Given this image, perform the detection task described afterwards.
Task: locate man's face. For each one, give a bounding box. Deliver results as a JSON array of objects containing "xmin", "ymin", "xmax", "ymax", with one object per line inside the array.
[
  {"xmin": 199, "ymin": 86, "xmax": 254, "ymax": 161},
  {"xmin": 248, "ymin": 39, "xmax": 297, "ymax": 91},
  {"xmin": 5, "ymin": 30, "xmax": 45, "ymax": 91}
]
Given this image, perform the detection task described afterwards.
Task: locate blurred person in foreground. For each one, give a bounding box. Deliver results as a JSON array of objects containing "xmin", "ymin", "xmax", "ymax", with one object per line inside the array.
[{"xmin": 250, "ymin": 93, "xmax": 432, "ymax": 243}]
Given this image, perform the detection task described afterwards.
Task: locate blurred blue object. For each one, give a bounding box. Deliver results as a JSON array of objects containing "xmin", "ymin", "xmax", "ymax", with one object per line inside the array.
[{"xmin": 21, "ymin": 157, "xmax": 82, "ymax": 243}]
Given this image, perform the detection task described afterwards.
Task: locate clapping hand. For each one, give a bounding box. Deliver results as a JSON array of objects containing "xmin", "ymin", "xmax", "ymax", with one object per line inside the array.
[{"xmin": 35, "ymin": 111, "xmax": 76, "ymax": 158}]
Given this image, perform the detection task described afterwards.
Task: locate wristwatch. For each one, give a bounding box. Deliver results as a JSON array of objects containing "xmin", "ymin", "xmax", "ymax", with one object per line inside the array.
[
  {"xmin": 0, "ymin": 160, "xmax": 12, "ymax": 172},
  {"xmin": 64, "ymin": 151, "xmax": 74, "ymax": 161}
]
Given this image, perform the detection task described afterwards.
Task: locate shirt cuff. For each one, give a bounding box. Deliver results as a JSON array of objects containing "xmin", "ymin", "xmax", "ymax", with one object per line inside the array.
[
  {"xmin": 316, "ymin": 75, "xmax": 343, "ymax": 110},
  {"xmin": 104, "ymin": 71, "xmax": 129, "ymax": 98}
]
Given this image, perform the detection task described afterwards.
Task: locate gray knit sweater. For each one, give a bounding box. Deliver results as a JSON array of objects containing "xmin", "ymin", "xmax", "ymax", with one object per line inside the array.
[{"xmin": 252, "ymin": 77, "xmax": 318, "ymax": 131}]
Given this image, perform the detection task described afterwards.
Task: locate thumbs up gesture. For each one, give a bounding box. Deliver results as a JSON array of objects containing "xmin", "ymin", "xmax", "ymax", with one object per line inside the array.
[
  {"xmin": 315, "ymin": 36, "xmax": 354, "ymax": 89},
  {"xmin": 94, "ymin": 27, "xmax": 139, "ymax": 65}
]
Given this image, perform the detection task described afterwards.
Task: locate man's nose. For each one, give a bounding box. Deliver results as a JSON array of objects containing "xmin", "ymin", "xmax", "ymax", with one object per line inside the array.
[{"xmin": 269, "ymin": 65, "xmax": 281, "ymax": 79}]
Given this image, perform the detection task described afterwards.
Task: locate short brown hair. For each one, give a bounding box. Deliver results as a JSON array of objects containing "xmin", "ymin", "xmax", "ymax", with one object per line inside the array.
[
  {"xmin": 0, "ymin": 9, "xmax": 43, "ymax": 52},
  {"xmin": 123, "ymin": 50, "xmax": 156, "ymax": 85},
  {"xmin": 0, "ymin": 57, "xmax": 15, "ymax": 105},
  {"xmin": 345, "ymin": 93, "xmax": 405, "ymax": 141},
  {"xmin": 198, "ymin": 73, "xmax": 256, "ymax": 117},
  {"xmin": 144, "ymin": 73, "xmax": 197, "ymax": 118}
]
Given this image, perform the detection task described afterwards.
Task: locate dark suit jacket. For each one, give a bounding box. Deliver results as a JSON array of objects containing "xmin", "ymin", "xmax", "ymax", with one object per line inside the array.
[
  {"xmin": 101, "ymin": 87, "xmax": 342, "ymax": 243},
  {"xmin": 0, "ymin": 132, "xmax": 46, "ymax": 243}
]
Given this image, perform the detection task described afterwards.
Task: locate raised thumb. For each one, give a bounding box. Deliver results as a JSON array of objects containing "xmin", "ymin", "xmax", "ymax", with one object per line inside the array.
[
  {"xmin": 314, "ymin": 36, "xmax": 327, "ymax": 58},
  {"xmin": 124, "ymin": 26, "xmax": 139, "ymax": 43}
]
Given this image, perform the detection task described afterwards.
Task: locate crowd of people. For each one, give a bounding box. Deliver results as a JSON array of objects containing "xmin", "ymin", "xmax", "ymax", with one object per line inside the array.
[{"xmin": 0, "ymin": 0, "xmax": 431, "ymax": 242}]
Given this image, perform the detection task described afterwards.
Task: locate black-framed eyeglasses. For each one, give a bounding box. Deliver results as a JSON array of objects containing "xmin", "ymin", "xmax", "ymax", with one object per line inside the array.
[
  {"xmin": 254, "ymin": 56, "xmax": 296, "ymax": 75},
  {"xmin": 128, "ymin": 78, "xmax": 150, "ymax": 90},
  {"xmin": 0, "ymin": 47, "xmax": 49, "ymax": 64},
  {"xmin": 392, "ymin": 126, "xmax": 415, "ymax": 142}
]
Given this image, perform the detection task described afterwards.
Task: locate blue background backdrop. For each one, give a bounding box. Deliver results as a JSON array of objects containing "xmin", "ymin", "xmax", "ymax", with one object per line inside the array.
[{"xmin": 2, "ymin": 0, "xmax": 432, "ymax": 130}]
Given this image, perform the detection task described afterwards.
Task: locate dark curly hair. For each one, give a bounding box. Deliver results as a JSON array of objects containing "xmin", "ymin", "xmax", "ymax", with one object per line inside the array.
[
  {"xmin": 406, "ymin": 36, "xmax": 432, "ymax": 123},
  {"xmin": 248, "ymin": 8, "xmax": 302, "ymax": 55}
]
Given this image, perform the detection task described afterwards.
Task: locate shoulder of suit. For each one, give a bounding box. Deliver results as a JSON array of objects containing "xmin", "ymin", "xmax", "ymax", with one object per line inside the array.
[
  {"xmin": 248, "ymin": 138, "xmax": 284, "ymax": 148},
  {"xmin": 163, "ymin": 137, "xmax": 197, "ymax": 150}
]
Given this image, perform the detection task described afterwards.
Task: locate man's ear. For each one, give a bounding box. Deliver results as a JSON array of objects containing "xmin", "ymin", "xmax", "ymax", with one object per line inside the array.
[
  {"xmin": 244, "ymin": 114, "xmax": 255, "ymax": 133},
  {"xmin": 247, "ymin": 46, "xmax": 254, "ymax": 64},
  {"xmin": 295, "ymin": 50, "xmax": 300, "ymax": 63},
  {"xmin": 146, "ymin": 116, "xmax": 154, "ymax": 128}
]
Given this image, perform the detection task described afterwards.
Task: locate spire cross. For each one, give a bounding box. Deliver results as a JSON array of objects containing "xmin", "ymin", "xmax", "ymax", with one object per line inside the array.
--
= What to produce =
Please give all the lines above again, exactly as they read.

= Result of the exercise =
Given this image, perform the detection task described afterwards.
Task: locate man's face. For each one, give a bounding box. Deliver results as a JSON array of objects containing "xmin", "ymin", "xmax", "ymax", with one object per line inside the array.
[
  {"xmin": 199, "ymin": 86, "xmax": 254, "ymax": 161},
  {"xmin": 248, "ymin": 39, "xmax": 297, "ymax": 91},
  {"xmin": 5, "ymin": 30, "xmax": 45, "ymax": 91}
]
Given this image, perform the detection task described afterwards.
Task: locate blurred person in foreground. For each one, give a bounding box. Deliver results as a JSON array of objects containing "xmin", "ymin", "xmax", "ymax", with one object per line inside the array.
[{"xmin": 250, "ymin": 93, "xmax": 432, "ymax": 243}]
Given this image, perform the detection task described afterwards.
Task: locate blurred blue object. For each one, give a bounding box. Deliver results as a JSON array of objects containing "xmin", "ymin", "xmax", "ymax", with one object per line inside the array.
[{"xmin": 21, "ymin": 157, "xmax": 82, "ymax": 243}]
Given this image, perform the detection task described afterwards.
Task: locate clapping hand. For each one, give a bounding box. Deliver results as a JSON array of objects containing "xmin", "ymin", "xmax", "ymax", with one object per line inside the array.
[{"xmin": 35, "ymin": 111, "xmax": 76, "ymax": 158}]
Given this image, perform the detection task described afterwards.
Task: locate wristwatch. For each one, give a bounding box. Deliver results as a JSON array of objects containing "xmin", "ymin", "xmax", "ymax", with one object per line inside the array.
[
  {"xmin": 0, "ymin": 160, "xmax": 12, "ymax": 172},
  {"xmin": 64, "ymin": 151, "xmax": 74, "ymax": 161}
]
Given this image, perform the detection task described afterwards.
Task: locate shirt cuff. For each one, give a bounding box. Deliver results as a JSON array of objects containing "xmin", "ymin", "xmax", "ymax", with one object per line inside the array.
[
  {"xmin": 316, "ymin": 75, "xmax": 343, "ymax": 110},
  {"xmin": 104, "ymin": 71, "xmax": 129, "ymax": 98}
]
Given this image, perform the detection task described afterwards.
Task: locate gray knit sweater. For each one, give a bounding box. Deliver results as a JSON array of objects containing "xmin", "ymin", "xmax", "ymax", with one object per line inside the array.
[{"xmin": 252, "ymin": 77, "xmax": 318, "ymax": 131}]
Given this image, perform the detection task described afterwards.
Task: locate thumbs up gesture. For each one, give a bounding box. Deliver results as a JSON array of objects containing "xmin", "ymin", "xmax", "ymax", with one object per line inside the array.
[
  {"xmin": 315, "ymin": 36, "xmax": 354, "ymax": 89},
  {"xmin": 94, "ymin": 27, "xmax": 139, "ymax": 65}
]
Given this image, perform the detection task described afterwards.
Task: locate man's nose. For each one, give a bounding box. Deliver results as a JSON array of objects containing "xmin", "ymin", "xmax", "ymax", with one object per line inside the array.
[{"xmin": 269, "ymin": 65, "xmax": 281, "ymax": 79}]
Given this image, perform the detection task described afterwards.
Task: locate short brown hair. For each one, give a bounding box. Deliver results as a JSON array of objects containing "xmin", "ymin", "xmax", "ymax", with one object per line inside the array.
[
  {"xmin": 0, "ymin": 9, "xmax": 43, "ymax": 52},
  {"xmin": 123, "ymin": 50, "xmax": 156, "ymax": 85},
  {"xmin": 0, "ymin": 57, "xmax": 15, "ymax": 105},
  {"xmin": 345, "ymin": 93, "xmax": 405, "ymax": 141},
  {"xmin": 198, "ymin": 73, "xmax": 256, "ymax": 117},
  {"xmin": 144, "ymin": 73, "xmax": 197, "ymax": 118}
]
Given this image, perform the detection task described afterwards.
Task: locate dark suit jacket. For each one, give a bounding box. Deliver results as a JSON array of objects containing "xmin", "ymin", "xmax", "ymax", with one object per line inside the array.
[
  {"xmin": 101, "ymin": 87, "xmax": 342, "ymax": 243},
  {"xmin": 0, "ymin": 132, "xmax": 46, "ymax": 243}
]
Given this image, perform the detection task described afterwards.
Task: locate raised thumb. For each one, give a bounding box. Deliver results as a JSON array of objects containing "xmin", "ymin", "xmax", "ymax", with one object per line inside the array.
[
  {"xmin": 314, "ymin": 36, "xmax": 327, "ymax": 58},
  {"xmin": 124, "ymin": 26, "xmax": 139, "ymax": 43}
]
Given this image, perform the detection task described afterwards.
Task: locate crowd of people. For each one, give a bounding box. Deliver results as a JSON array of objects containing "xmin", "ymin", "xmax", "ymax", with one object per line inside the array.
[{"xmin": 0, "ymin": 0, "xmax": 431, "ymax": 242}]
Given this image, perform the detection task described afterwards.
Task: locate black-framed eyeglasses. For each one, give a bounding box. Deliver results as a JSON array of objects containing "xmin", "ymin", "xmax", "ymax", with one object per line inside the array.
[
  {"xmin": 254, "ymin": 56, "xmax": 296, "ymax": 75},
  {"xmin": 128, "ymin": 78, "xmax": 150, "ymax": 90},
  {"xmin": 0, "ymin": 47, "xmax": 49, "ymax": 64},
  {"xmin": 392, "ymin": 126, "xmax": 415, "ymax": 142}
]
Given this image, perform the detection task described afterwards.
Task: locate blue background backdrop. For each one, give a bounding box. Deliver results as a JSON array of objects containing "xmin", "ymin", "xmax", "ymax", with one object per line inside the array.
[{"xmin": 2, "ymin": 0, "xmax": 432, "ymax": 130}]
Given this image, perform the detection task described afterwards.
Task: locate dark curly hair. For each one, give a bounding box. Deliver results as a JSON array of objects containing "xmin", "ymin", "xmax", "ymax", with one object per line inside the array.
[
  {"xmin": 406, "ymin": 36, "xmax": 432, "ymax": 123},
  {"xmin": 248, "ymin": 8, "xmax": 302, "ymax": 55}
]
Given this image, perform the detection task described afterwards.
Task: locate shoulder of suit. For each one, give a bounding box. Deliver results as a JSON array of objects containing "xmin", "ymin", "xmax", "ymax", with one object per line inside the array.
[
  {"xmin": 248, "ymin": 138, "xmax": 284, "ymax": 148},
  {"xmin": 163, "ymin": 137, "xmax": 197, "ymax": 150}
]
Given this image, perform the detection task described afterwards.
Task: locate man's ear. For each one, give a bounding box. Deliver results as a JSON array of objects containing "xmin", "ymin", "xmax", "ymax", with one object per line inside the array.
[
  {"xmin": 244, "ymin": 114, "xmax": 255, "ymax": 133},
  {"xmin": 247, "ymin": 46, "xmax": 254, "ymax": 64},
  {"xmin": 295, "ymin": 50, "xmax": 300, "ymax": 63},
  {"xmin": 146, "ymin": 116, "xmax": 154, "ymax": 128}
]
Given this image, perform the detection task described afterwards.
Task: locate spire cross. For each one, give a bounding box. Deliver results as a JSON array of objects containing "xmin", "ymin", "xmax", "ymax", with one object per line inside the array.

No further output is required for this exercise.